Data items:

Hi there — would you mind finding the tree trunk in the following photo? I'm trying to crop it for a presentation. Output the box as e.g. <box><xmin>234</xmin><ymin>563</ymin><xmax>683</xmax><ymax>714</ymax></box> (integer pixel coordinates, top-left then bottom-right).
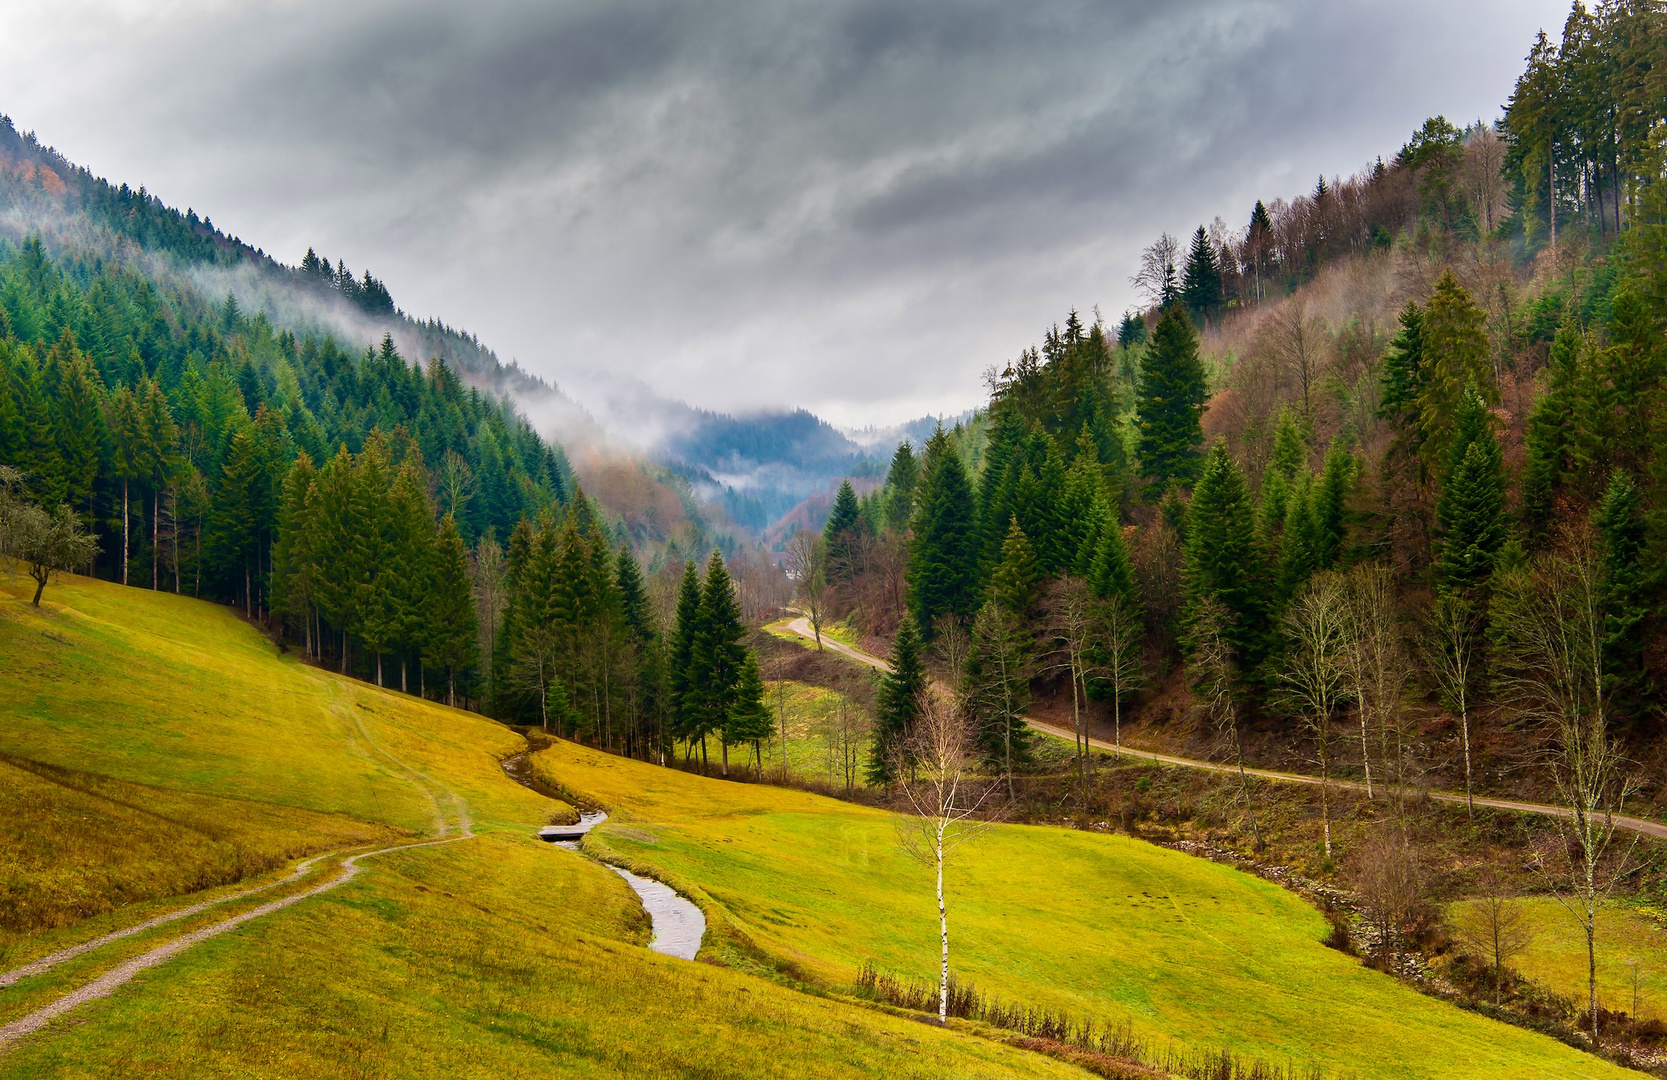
<box><xmin>1588</xmin><ymin>920</ymin><xmax>1600</xmax><ymax>1047</ymax></box>
<box><xmin>936</xmin><ymin>825</ymin><xmax>950</xmax><ymax>1025</ymax></box>
<box><xmin>376</xmin><ymin>653</ymin><xmax>383</xmax><ymax>687</ymax></box>
<box><xmin>121</xmin><ymin>478</ymin><xmax>129</xmax><ymax>586</ymax></box>
<box><xmin>31</xmin><ymin>569</ymin><xmax>47</xmax><ymax>607</ymax></box>
<box><xmin>1460</xmin><ymin>698</ymin><xmax>1474</xmax><ymax>820</ymax></box>
<box><xmin>400</xmin><ymin>657</ymin><xmax>407</xmax><ymax>694</ymax></box>
<box><xmin>449</xmin><ymin>667</ymin><xmax>456</xmax><ymax>708</ymax></box>
<box><xmin>721</xmin><ymin>739</ymin><xmax>729</xmax><ymax>778</ymax></box>
<box><xmin>152</xmin><ymin>491</ymin><xmax>158</xmax><ymax>590</ymax></box>
<box><xmin>700</xmin><ymin>736</ymin><xmax>708</xmax><ymax>776</ymax></box>
<box><xmin>1358</xmin><ymin>705</ymin><xmax>1373</xmax><ymax>800</ymax></box>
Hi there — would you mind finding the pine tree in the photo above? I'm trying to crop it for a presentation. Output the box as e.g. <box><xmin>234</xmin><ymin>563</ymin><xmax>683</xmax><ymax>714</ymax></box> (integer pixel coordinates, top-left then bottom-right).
<box><xmin>1521</xmin><ymin>323</ymin><xmax>1581</xmax><ymax>539</ymax></box>
<box><xmin>906</xmin><ymin>425</ymin><xmax>977</xmax><ymax>635</ymax></box>
<box><xmin>1185</xmin><ymin>442</ymin><xmax>1268</xmax><ymax>670</ymax></box>
<box><xmin>104</xmin><ymin>383</ymin><xmax>144</xmax><ymax>585</ymax></box>
<box><xmin>1136</xmin><ymin>307</ymin><xmax>1208</xmax><ymax>496</ymax></box>
<box><xmin>669</xmin><ymin>559</ymin><xmax>703</xmax><ymax>752</ymax></box>
<box><xmin>725</xmin><ymin>651</ymin><xmax>775</xmax><ymax>776</ymax></box>
<box><xmin>272</xmin><ymin>452</ymin><xmax>319</xmax><ymax>654</ymax></box>
<box><xmin>884</xmin><ymin>440</ymin><xmax>920</xmax><ymax>531</ymax></box>
<box><xmin>1181</xmin><ymin>225</ymin><xmax>1224</xmax><ymax>322</ymax></box>
<box><xmin>427</xmin><ymin>512</ymin><xmax>478</xmax><ymax>706</ymax></box>
<box><xmin>1116</xmin><ymin>312</ymin><xmax>1146</xmax><ymax>349</ymax></box>
<box><xmin>1595</xmin><ymin>471</ymin><xmax>1649</xmax><ymax>722</ymax></box>
<box><xmin>868</xmin><ymin>614</ymin><xmax>924</xmax><ymax>785</ymax></box>
<box><xmin>823</xmin><ymin>478</ymin><xmax>863</xmax><ymax>582</ymax></box>
<box><xmin>1311</xmin><ymin>441</ymin><xmax>1354</xmax><ymax>569</ymax></box>
<box><xmin>1089</xmin><ymin>512</ymin><xmax>1137</xmax><ymax>608</ymax></box>
<box><xmin>1417</xmin><ymin>270</ymin><xmax>1494</xmax><ymax>472</ymax></box>
<box><xmin>991</xmin><ymin>518</ymin><xmax>1041</xmax><ymax>615</ymax></box>
<box><xmin>51</xmin><ymin>338</ymin><xmax>106</xmax><ymax>516</ymax></box>
<box><xmin>692</xmin><ymin>550</ymin><xmax>747</xmax><ymax>776</ymax></box>
<box><xmin>1379</xmin><ymin>303</ymin><xmax>1426</xmax><ymax>428</ymax></box>
<box><xmin>1434</xmin><ymin>388</ymin><xmax>1506</xmax><ymax>596</ymax></box>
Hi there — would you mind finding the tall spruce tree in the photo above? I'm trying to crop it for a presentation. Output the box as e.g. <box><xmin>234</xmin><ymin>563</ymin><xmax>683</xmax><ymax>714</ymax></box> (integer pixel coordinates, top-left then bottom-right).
<box><xmin>1595</xmin><ymin>471</ymin><xmax>1649</xmax><ymax>722</ymax></box>
<box><xmin>1184</xmin><ymin>442</ymin><xmax>1269</xmax><ymax>671</ymax></box>
<box><xmin>823</xmin><ymin>479</ymin><xmax>863</xmax><ymax>582</ymax></box>
<box><xmin>691</xmin><ymin>550</ymin><xmax>747</xmax><ymax>775</ymax></box>
<box><xmin>1181</xmin><ymin>225</ymin><xmax>1224</xmax><ymax>322</ymax></box>
<box><xmin>427</xmin><ymin>512</ymin><xmax>478</xmax><ymax>706</ymax></box>
<box><xmin>1417</xmin><ymin>270</ymin><xmax>1494</xmax><ymax>472</ymax></box>
<box><xmin>1136</xmin><ymin>307</ymin><xmax>1208</xmax><ymax>496</ymax></box>
<box><xmin>884</xmin><ymin>440</ymin><xmax>920</xmax><ymax>531</ymax></box>
<box><xmin>1434</xmin><ymin>388</ymin><xmax>1506</xmax><ymax>597</ymax></box>
<box><xmin>907</xmin><ymin>426</ymin><xmax>977</xmax><ymax>635</ymax></box>
<box><xmin>991</xmin><ymin>518</ymin><xmax>1041</xmax><ymax>615</ymax></box>
<box><xmin>868</xmin><ymin>614</ymin><xmax>925</xmax><ymax>785</ymax></box>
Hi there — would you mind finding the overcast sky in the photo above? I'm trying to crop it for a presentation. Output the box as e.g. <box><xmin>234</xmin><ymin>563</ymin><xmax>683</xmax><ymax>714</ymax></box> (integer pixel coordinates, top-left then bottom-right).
<box><xmin>0</xmin><ymin>0</ymin><xmax>1568</xmax><ymax>428</ymax></box>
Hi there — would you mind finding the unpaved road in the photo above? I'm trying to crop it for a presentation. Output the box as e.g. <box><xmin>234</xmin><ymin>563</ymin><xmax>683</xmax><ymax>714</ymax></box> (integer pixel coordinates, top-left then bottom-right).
<box><xmin>780</xmin><ymin>616</ymin><xmax>1667</xmax><ymax>842</ymax></box>
<box><xmin>0</xmin><ymin>682</ymin><xmax>477</xmax><ymax>1052</ymax></box>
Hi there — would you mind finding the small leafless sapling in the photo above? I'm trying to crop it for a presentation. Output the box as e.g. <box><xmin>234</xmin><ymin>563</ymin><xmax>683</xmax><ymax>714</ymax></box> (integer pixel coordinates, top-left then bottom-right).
<box><xmin>893</xmin><ymin>692</ymin><xmax>1004</xmax><ymax>1025</ymax></box>
<box><xmin>786</xmin><ymin>530</ymin><xmax>830</xmax><ymax>649</ymax></box>
<box><xmin>1279</xmin><ymin>572</ymin><xmax>1351</xmax><ymax>859</ymax></box>
<box><xmin>1453</xmin><ymin>886</ymin><xmax>1533</xmax><ymax>1006</ymax></box>
<box><xmin>1425</xmin><ymin>590</ymin><xmax>1482</xmax><ymax>819</ymax></box>
<box><xmin>1190</xmin><ymin>598</ymin><xmax>1261</xmax><ymax>849</ymax></box>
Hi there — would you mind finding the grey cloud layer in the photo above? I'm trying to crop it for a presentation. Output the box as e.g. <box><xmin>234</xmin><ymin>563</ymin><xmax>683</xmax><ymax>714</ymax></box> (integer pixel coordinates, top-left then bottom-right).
<box><xmin>1</xmin><ymin>0</ymin><xmax>1564</xmax><ymax>425</ymax></box>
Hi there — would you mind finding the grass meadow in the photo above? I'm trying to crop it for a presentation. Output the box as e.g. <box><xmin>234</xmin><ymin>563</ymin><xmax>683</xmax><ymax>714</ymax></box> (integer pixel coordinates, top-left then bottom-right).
<box><xmin>1450</xmin><ymin>895</ymin><xmax>1667</xmax><ymax>1022</ymax></box>
<box><xmin>536</xmin><ymin>737</ymin><xmax>1637</xmax><ymax>1080</ymax></box>
<box><xmin>0</xmin><ymin>568</ymin><xmax>1091</xmax><ymax>1078</ymax></box>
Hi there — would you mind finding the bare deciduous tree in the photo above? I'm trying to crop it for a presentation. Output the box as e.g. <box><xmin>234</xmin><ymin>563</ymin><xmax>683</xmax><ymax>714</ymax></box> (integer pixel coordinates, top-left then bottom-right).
<box><xmin>822</xmin><ymin>699</ymin><xmax>870</xmax><ymax>797</ymax></box>
<box><xmin>439</xmin><ymin>449</ymin><xmax>476</xmax><ymax>519</ymax></box>
<box><xmin>1494</xmin><ymin>534</ymin><xmax>1642</xmax><ymax>1047</ymax></box>
<box><xmin>1352</xmin><ymin>829</ymin><xmax>1424</xmax><ymax>965</ymax></box>
<box><xmin>1343</xmin><ymin>565</ymin><xmax>1408</xmax><ymax>804</ymax></box>
<box><xmin>1425</xmin><ymin>590</ymin><xmax>1482</xmax><ymax>818</ymax></box>
<box><xmin>1280</xmin><ymin>573</ymin><xmax>1351</xmax><ymax>858</ymax></box>
<box><xmin>1453</xmin><ymin>886</ymin><xmax>1533</xmax><ymax>1006</ymax></box>
<box><xmin>1101</xmin><ymin>594</ymin><xmax>1145</xmax><ymax>757</ymax></box>
<box><xmin>1269</xmin><ymin>302</ymin><xmax>1327</xmax><ymax>421</ymax></box>
<box><xmin>1045</xmin><ymin>577</ymin><xmax>1099</xmax><ymax>807</ymax></box>
<box><xmin>967</xmin><ymin>601</ymin><xmax>1033</xmax><ymax>801</ymax></box>
<box><xmin>1190</xmin><ymin>598</ymin><xmax>1261</xmax><ymax>849</ymax></box>
<box><xmin>893</xmin><ymin>693</ymin><xmax>1003</xmax><ymax>1025</ymax></box>
<box><xmin>785</xmin><ymin>530</ymin><xmax>830</xmax><ymax>649</ymax></box>
<box><xmin>1130</xmin><ymin>232</ymin><xmax>1181</xmax><ymax>307</ymax></box>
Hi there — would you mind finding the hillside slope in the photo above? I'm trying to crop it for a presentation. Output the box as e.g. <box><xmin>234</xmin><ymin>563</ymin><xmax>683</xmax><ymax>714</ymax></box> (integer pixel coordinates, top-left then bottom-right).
<box><xmin>0</xmin><ymin>565</ymin><xmax>1093</xmax><ymax>1079</ymax></box>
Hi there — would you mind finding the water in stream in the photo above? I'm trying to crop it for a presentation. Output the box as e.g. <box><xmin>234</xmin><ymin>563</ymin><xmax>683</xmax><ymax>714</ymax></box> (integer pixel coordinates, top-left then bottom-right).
<box><xmin>532</xmin><ymin>807</ymin><xmax>706</xmax><ymax>960</ymax></box>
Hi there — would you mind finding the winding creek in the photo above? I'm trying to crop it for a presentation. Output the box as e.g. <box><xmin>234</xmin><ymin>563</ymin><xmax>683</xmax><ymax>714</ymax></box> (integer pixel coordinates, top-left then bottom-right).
<box><xmin>501</xmin><ymin>751</ymin><xmax>705</xmax><ymax>961</ymax></box>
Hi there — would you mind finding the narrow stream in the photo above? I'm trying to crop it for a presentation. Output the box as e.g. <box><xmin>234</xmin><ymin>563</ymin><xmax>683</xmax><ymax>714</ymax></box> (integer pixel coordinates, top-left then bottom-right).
<box><xmin>501</xmin><ymin>752</ymin><xmax>706</xmax><ymax>961</ymax></box>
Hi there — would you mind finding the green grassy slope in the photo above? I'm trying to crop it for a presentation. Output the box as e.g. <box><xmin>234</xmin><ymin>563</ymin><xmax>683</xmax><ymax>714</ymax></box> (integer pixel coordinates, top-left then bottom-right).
<box><xmin>537</xmin><ymin>738</ymin><xmax>1636</xmax><ymax>1080</ymax></box>
<box><xmin>0</xmin><ymin>569</ymin><xmax>1092</xmax><ymax>1079</ymax></box>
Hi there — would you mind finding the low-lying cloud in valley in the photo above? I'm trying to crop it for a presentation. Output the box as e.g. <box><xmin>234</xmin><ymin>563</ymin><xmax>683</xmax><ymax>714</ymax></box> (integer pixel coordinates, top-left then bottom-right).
<box><xmin>0</xmin><ymin>0</ymin><xmax>1567</xmax><ymax>428</ymax></box>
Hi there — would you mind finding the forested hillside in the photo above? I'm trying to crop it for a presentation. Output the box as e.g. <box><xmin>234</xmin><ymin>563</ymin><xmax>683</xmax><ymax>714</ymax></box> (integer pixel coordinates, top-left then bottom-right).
<box><xmin>0</xmin><ymin>110</ymin><xmax>792</xmax><ymax>752</ymax></box>
<box><xmin>803</xmin><ymin>1</ymin><xmax>1667</xmax><ymax>826</ymax></box>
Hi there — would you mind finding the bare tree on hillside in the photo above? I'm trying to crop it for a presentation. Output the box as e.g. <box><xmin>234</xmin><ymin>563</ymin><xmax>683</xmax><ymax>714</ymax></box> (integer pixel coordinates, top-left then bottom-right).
<box><xmin>1453</xmin><ymin>882</ymin><xmax>1533</xmax><ymax>1006</ymax></box>
<box><xmin>1101</xmin><ymin>594</ymin><xmax>1145</xmax><ymax>757</ymax></box>
<box><xmin>1278</xmin><ymin>573</ymin><xmax>1351</xmax><ymax>859</ymax></box>
<box><xmin>822</xmin><ymin>699</ymin><xmax>870</xmax><ymax>797</ymax></box>
<box><xmin>785</xmin><ymin>530</ymin><xmax>830</xmax><ymax>649</ymax></box>
<box><xmin>1269</xmin><ymin>303</ymin><xmax>1328</xmax><ymax>422</ymax></box>
<box><xmin>893</xmin><ymin>693</ymin><xmax>1004</xmax><ymax>1025</ymax></box>
<box><xmin>1344</xmin><ymin>566</ymin><xmax>1414</xmax><ymax>815</ymax></box>
<box><xmin>1131</xmin><ymin>232</ymin><xmax>1181</xmax><ymax>308</ymax></box>
<box><xmin>1493</xmin><ymin>534</ymin><xmax>1642</xmax><ymax>1048</ymax></box>
<box><xmin>1045</xmin><ymin>577</ymin><xmax>1101</xmax><ymax>807</ymax></box>
<box><xmin>1190</xmin><ymin>598</ymin><xmax>1261</xmax><ymax>849</ymax></box>
<box><xmin>1343</xmin><ymin>565</ymin><xmax>1408</xmax><ymax>803</ymax></box>
<box><xmin>439</xmin><ymin>449</ymin><xmax>476</xmax><ymax>519</ymax></box>
<box><xmin>1425</xmin><ymin>590</ymin><xmax>1483</xmax><ymax>818</ymax></box>
<box><xmin>1353</xmin><ymin>829</ymin><xmax>1424</xmax><ymax>964</ymax></box>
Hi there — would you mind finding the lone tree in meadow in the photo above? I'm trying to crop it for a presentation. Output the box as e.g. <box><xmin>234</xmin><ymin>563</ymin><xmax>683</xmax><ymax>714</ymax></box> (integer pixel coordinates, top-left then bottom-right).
<box><xmin>0</xmin><ymin>467</ymin><xmax>99</xmax><ymax>607</ymax></box>
<box><xmin>893</xmin><ymin>691</ymin><xmax>1003</xmax><ymax>1026</ymax></box>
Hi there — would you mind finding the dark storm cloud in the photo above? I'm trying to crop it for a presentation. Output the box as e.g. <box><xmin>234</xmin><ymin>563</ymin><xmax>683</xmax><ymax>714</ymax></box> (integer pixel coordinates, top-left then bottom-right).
<box><xmin>0</xmin><ymin>0</ymin><xmax>1567</xmax><ymax>429</ymax></box>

* **INSTRUCTIONS TO FOLLOW**
What goes in the answer is the run of lines from the one holding "Hi there — would you mind finding the dark" to the end of the entries, reproduced exactly and with nothing else.

* **TASK ANSWER**
Hi there — would you mind finding the dark storm cloud in the photo above? I'm trying to crop it for a presentation. Output the box as e.g. <box><xmin>234</xmin><ymin>563</ymin><xmax>683</xmax><ymax>714</ymax></box> (integer pixel coordinates, top-left then bottom-right).
<box><xmin>0</xmin><ymin>0</ymin><xmax>1567</xmax><ymax>429</ymax></box>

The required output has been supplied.